(Problem requirements):
Search the entries below for "shelf". Report each line where it occurs.

(Natural-language object grounding data):
━━━━━━
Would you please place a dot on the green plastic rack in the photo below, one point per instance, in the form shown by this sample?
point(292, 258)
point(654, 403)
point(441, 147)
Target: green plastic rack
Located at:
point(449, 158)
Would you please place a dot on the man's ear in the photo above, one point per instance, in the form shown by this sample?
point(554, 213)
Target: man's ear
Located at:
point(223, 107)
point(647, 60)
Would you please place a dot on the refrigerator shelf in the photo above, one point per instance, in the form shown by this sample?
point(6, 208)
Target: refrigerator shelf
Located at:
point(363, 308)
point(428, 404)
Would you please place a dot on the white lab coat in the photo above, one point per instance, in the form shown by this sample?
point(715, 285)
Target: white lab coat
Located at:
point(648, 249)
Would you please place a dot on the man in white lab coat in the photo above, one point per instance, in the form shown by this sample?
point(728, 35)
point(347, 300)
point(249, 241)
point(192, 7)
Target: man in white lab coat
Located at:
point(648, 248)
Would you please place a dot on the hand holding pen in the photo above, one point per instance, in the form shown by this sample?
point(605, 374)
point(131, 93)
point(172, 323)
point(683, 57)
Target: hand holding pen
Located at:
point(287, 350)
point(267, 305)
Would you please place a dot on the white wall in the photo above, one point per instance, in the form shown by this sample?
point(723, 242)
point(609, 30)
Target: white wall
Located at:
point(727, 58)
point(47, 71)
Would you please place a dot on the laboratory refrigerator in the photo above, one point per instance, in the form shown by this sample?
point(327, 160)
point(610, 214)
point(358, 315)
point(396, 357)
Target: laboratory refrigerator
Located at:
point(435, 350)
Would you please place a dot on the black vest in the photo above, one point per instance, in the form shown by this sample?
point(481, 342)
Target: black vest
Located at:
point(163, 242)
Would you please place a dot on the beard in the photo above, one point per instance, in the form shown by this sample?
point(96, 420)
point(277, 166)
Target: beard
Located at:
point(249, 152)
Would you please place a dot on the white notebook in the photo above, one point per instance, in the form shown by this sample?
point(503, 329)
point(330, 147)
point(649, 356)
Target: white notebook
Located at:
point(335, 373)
━━━━━━
(Reply):
Would you please place a dot on the refrigerator shelf in the photo above, one point per instance, in the form shown by this sample?
Target: refrigerator shelf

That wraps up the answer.